* begin *

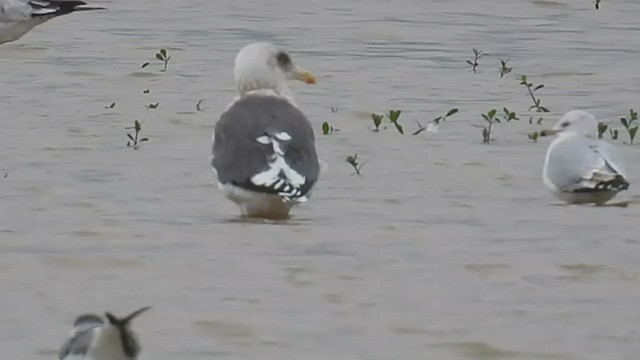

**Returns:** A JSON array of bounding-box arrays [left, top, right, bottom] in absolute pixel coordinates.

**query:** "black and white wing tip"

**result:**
[[27, 0, 106, 18], [569, 172, 629, 193]]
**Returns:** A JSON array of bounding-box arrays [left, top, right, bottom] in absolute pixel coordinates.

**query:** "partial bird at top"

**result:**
[[0, 0, 106, 44], [211, 43, 321, 218]]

* end *

### TASK TO CARRY OUT
Can you rewrite all the entries above with "absolute pixel coordinates" swapped for "image pixel coordinates" and everything else left the same, but without the pictures?

### RESULT
**Returns:** A JSON array of bounding-box arrays [left, top, right, bottom] in image pixel coordinates.

**query:** "black and white wing tip"

**result:**
[[27, 0, 106, 18], [569, 172, 629, 193]]
**Returns:** A JSON array of bounding-box arrays [left, top, right, bottom] in image pixel coordinates.

**query:** "partial bird at top"

**result:**
[[0, 0, 106, 44], [211, 43, 321, 218]]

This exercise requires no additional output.